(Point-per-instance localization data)
- - - - -

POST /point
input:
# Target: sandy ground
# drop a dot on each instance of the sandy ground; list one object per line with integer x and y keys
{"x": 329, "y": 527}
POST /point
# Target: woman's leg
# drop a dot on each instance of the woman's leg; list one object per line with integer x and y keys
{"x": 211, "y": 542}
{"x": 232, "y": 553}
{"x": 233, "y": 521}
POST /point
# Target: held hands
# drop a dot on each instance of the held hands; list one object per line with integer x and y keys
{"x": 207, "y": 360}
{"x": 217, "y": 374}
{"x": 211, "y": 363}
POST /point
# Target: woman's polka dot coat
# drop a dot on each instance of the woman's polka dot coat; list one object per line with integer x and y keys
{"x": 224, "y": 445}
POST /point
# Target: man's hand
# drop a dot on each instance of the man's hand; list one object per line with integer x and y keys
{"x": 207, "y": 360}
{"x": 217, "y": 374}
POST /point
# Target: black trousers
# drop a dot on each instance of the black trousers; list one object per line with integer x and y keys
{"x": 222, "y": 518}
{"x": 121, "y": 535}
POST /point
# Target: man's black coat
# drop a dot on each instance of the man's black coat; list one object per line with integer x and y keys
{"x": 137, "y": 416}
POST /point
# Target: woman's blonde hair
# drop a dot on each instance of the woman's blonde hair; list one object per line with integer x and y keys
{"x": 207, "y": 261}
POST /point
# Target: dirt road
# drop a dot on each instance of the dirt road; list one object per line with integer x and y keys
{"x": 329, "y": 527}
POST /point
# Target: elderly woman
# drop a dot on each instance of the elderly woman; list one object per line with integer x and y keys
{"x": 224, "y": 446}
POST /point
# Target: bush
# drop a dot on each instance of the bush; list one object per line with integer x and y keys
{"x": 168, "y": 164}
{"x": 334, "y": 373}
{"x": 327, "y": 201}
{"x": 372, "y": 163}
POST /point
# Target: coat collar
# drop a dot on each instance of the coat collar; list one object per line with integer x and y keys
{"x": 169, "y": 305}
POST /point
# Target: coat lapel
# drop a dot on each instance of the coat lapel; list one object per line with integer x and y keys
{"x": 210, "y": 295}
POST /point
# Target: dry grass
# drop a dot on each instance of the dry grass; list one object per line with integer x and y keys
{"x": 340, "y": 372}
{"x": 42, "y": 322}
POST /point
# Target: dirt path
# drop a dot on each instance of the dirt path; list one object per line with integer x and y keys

- - - - -

◆ **TASK DIRECTIONS**
Count lines, not occurrences. State how many lines of the entries contain the word "path", and add nothing.

◆ **TASK RESULT**
2